TEXT FOR ANALYSIS:
Both the website and mobile platforms allow monitoring of the number of times a participant has logged in, the number and date of entries made, and the number of challenges created and completed. The website platform also permits monitoring of which educational resource pages have been viewed by participants. These measures describe the level of participant engagement with the intervention components.

Sample size

The study was powered to detect a 60-minute increase in moderate-to-vigorous intensity physical activity using a 0.05 alpha, with a power level of 90%. Based on these factors, it was estimated that 197 participants would be required [48]. Typical dropout rates in IT based interventions are approximately 30% [16]. Given the difficulty in engaging and retaining the target population (middle aged males) the estimated sample size was increased to account for a 45% dropout rate. Methods described by Hsieh to account for the loss of power associated with the 2:1 group allocation [49], the estimated sample size was further inflated using a variance inflation factor of (VIF = 1.125) resulting in a total estimated sample size of 321; 107 allocated to the print-based group and 214 allocated to the IT-based group.

Analysis

Comparison of sample baseline characteristics between intervention arms were examined using chi-square tests for proportions, and either linear, gamma or Poisson generalized linear models for continuous or count data. Examination of change in outcomes will be based on group allocation and the intention-to-treat principle. Linear mixed models and generalized estimating equations will be used to compare intervention groups across time points [50]. Statistical significance was set at a p-value of 0.05.

Baseline characteristics of the sample

A total of 327 males contacted the research team about participation in the study, 10 males withdrew from the study prior to randomization to an intervention arm (Figure 1). The primary reason for not continuing participation in the study was being no longer interested in participation after having details of the study explained to them. Following allocation to an intervention arm, nine participants in the IT-based intervention arm and seven participants in the print-based intervention arm did not complete a baseline assessment and were withdrawn from the trial (Figure 1). Participants were asked how they learned about the existence of the ManUp project (for which they could report multiple methods); responses were classified into the following categories 1) project specific advertisements and promotional materials (n = 152), 2) word of mouth (n = 87), 3) information provided at their workplace (n = 75), 4) direct contact with project staff (n = 49), and 5) not specified (n = 1).

RECORD EXTRACTS:
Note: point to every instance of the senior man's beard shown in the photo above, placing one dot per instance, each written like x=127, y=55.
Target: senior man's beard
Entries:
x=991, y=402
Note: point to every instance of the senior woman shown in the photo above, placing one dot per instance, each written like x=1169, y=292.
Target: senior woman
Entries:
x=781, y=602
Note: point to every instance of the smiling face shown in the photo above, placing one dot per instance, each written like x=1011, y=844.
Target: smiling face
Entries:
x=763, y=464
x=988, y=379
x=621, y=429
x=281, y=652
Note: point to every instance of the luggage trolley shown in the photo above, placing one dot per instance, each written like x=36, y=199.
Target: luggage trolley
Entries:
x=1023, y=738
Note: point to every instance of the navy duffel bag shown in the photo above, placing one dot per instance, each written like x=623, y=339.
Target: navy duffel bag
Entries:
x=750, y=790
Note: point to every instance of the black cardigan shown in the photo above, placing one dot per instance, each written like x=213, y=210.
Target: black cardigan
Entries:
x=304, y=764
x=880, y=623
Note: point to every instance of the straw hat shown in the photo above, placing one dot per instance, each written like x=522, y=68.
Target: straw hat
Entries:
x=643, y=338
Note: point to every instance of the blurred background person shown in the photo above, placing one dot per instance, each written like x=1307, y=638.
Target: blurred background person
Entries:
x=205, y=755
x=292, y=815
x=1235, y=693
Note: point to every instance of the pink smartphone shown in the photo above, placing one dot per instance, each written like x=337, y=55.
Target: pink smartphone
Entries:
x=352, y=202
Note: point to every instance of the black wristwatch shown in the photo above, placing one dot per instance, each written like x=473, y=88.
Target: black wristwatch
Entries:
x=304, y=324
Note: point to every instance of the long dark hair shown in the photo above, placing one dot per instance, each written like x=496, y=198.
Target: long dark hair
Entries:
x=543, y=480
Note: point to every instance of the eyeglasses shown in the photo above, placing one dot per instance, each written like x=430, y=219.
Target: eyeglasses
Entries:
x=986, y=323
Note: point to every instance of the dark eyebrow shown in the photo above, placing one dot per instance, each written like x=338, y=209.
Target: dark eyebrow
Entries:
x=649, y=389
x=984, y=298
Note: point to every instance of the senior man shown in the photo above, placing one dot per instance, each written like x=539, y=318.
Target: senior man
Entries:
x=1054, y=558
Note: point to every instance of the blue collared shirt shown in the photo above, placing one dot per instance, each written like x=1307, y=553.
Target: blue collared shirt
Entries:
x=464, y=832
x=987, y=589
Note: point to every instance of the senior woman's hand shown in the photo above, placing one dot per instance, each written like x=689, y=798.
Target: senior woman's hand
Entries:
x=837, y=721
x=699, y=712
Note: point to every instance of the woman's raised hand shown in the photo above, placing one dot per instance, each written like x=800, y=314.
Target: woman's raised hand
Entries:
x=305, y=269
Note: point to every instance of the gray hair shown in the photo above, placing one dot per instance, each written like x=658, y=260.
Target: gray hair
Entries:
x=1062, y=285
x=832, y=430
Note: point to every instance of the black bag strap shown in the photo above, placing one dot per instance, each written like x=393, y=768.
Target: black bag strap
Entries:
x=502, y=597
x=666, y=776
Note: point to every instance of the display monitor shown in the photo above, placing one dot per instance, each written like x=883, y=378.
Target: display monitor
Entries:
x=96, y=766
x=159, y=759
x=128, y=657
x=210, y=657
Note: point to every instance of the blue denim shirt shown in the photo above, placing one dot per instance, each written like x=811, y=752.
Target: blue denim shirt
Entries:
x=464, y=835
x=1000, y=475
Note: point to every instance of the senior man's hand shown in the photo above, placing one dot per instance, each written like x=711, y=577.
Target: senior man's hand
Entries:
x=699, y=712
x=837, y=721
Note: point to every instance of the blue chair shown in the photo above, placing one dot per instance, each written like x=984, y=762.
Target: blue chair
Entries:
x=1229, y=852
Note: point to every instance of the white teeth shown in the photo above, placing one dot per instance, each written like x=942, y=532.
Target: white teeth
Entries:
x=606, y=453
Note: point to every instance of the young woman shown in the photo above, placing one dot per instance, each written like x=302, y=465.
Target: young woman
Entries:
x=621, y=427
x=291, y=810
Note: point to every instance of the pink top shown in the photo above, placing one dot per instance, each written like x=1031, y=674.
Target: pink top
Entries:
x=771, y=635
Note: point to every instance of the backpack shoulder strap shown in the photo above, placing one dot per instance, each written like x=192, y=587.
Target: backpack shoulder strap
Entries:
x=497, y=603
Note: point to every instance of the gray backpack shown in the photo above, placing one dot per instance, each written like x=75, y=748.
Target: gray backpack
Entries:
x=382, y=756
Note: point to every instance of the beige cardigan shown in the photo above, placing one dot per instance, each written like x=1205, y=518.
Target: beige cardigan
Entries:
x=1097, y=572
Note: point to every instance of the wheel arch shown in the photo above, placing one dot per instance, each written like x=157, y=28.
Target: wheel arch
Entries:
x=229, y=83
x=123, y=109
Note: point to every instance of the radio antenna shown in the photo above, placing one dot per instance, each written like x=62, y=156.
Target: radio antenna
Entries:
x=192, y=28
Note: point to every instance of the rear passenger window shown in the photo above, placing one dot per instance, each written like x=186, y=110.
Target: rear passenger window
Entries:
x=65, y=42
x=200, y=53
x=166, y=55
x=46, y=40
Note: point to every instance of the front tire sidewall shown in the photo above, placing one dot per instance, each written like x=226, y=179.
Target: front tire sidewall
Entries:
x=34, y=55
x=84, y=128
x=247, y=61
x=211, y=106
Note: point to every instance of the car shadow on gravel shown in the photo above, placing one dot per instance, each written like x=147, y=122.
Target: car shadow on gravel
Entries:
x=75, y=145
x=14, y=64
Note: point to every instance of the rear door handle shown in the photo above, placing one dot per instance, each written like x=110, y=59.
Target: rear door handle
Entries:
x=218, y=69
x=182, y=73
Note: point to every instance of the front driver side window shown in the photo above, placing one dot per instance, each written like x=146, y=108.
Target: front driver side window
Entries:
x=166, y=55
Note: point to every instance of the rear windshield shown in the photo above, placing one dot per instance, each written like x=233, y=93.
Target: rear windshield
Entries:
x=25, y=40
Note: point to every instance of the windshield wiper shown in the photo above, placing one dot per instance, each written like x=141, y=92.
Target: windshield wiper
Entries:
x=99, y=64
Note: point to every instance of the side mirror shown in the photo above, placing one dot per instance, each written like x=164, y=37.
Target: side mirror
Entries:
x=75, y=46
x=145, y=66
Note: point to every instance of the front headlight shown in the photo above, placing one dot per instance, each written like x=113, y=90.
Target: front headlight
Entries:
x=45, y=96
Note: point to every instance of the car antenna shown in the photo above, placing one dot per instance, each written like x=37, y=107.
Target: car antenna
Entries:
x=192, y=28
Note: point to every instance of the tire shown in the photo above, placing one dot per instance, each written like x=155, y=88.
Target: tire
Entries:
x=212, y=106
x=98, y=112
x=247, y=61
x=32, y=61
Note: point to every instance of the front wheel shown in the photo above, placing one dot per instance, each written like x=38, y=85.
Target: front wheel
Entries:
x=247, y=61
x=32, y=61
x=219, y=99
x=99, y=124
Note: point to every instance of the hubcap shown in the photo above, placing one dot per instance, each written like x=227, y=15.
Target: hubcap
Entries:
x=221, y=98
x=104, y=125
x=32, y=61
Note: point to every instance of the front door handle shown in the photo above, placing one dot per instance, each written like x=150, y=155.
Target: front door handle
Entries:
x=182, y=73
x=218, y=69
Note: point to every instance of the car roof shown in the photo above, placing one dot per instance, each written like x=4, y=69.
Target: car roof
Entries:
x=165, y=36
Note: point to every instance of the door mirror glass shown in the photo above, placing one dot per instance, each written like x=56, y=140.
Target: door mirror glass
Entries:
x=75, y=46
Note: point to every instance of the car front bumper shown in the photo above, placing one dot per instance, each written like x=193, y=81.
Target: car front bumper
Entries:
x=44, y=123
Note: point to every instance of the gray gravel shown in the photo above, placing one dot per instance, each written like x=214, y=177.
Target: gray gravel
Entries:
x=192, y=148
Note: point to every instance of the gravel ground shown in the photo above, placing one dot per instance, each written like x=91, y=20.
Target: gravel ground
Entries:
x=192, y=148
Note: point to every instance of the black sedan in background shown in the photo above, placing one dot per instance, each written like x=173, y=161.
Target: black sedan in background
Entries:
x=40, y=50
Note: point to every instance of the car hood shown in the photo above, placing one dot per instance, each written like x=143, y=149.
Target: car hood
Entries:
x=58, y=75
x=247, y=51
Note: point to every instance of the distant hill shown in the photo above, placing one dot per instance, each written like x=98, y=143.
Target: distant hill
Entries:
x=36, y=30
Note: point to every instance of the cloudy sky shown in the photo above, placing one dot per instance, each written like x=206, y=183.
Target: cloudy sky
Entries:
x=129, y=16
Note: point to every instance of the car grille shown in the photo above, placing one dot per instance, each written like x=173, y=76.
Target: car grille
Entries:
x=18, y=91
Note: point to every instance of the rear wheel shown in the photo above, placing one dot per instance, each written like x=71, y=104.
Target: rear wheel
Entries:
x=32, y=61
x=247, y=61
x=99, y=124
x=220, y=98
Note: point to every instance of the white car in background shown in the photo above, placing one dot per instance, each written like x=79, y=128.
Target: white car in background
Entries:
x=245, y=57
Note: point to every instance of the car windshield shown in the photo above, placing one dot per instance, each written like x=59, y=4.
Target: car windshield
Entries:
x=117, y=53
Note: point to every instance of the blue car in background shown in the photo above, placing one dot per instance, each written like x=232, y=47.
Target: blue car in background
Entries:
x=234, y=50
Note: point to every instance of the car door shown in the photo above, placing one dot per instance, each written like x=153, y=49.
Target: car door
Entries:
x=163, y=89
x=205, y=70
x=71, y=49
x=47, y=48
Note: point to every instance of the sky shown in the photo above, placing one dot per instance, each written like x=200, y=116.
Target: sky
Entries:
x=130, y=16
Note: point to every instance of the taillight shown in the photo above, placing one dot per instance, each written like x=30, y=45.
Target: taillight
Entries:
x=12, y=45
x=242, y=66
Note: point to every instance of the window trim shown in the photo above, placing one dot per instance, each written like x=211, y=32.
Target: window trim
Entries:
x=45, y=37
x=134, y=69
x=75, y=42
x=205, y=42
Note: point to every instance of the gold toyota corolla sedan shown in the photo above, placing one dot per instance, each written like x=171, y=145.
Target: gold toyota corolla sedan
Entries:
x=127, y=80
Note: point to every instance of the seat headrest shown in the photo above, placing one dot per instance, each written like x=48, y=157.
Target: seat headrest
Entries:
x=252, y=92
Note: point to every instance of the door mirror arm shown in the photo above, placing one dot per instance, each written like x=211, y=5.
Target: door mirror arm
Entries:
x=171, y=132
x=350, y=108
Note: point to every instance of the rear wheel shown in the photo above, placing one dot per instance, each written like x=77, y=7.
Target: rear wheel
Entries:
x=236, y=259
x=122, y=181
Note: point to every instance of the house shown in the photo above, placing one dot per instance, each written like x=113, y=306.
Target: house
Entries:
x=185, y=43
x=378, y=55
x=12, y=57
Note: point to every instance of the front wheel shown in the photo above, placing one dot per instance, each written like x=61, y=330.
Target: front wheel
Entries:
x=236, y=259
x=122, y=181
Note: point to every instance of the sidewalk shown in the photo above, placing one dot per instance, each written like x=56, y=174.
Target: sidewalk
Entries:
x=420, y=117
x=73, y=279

ABOUT THIS EXERCISE: Extend the text on the ManUp physical activity trial, picking up right after its last sentence. The records were taken from a different source than the text.

RESULT:
Figure 1
figure 1

Flowchart describing the progress of participants through trial phases. Obj – Objective or ‘in person’ measurement completed with randomly selected sub-sample of participants.

Participant socio-demographic characteristics at baseline are provided in Table 3. The average age of IT-based and print-based intervention arms was similar (44.2 vs. 43.8 p = .656). In both intervention arms, the majority of participants were classified as working in professional occupations; there were no significant differences between intervention arms in the proportion of participants employed in professional, white collar, blue collar or other occupation categories (p = .639). All participants owned a mobile phone, however only 151 (73.2%) of those in the IT-based intervention arm owned a mobile phone that was capable of accessing the internet. The average BMI (calculated from self-reported height and weight) was 30.9 and 30.4 in the IT-based and print-based intervention arms respectively (p = .434), when classifying BMI in established BMI categories, over 85% of participants in both intervention arms were classified as either overweight or obese (Table 3). The IT-based and print-based intervention arms did not significantly differ on average for the in-person measured BMI (29.8 vs. 30.2, p = .712) and over 80% of participants were classified as overweight or obese when using in-person measured BMI. There were no significant between-group differences for any socio-demographic variable examined in Table 3.

Table 3 Baseline comparisons of socio-demographic and anthropometric characteristics between ManUp intervention groups (n = 301)

Table 4 shows that there were no significant between-group differences in: self-reported minutes or sessions of physical activity; sitting during leisure time; sitting at work; or minutes of objectively determined minutes of sedentary, light and moderate-to-vigorous intensity physical activity. When examining physical activity literacy, the only significant between-group difference was that a lower proportion of participants in the IT-based intervention arm agreed that 30 minutes each day is enough to improve health compared to the print-based intervention arm (70.2% vs. 82.3%, p = .026). No significant differences were observed between the IT-based intervention arm and the print-based intervention arm on the proportion of participants who reported eating at least two serves of fruit per day (38.5% vs. 35.4%, p = .602) and five or more serves of vegetables per day (5.9% vs. 5.2%, p = .821). The print-based intervention arm consumed a higher number of serves of red meat compared to the IT-based intervention arm (p = .017). No other significant differences were observed in nutrition behaviours or levels of nutrition literacy between the intervention groups.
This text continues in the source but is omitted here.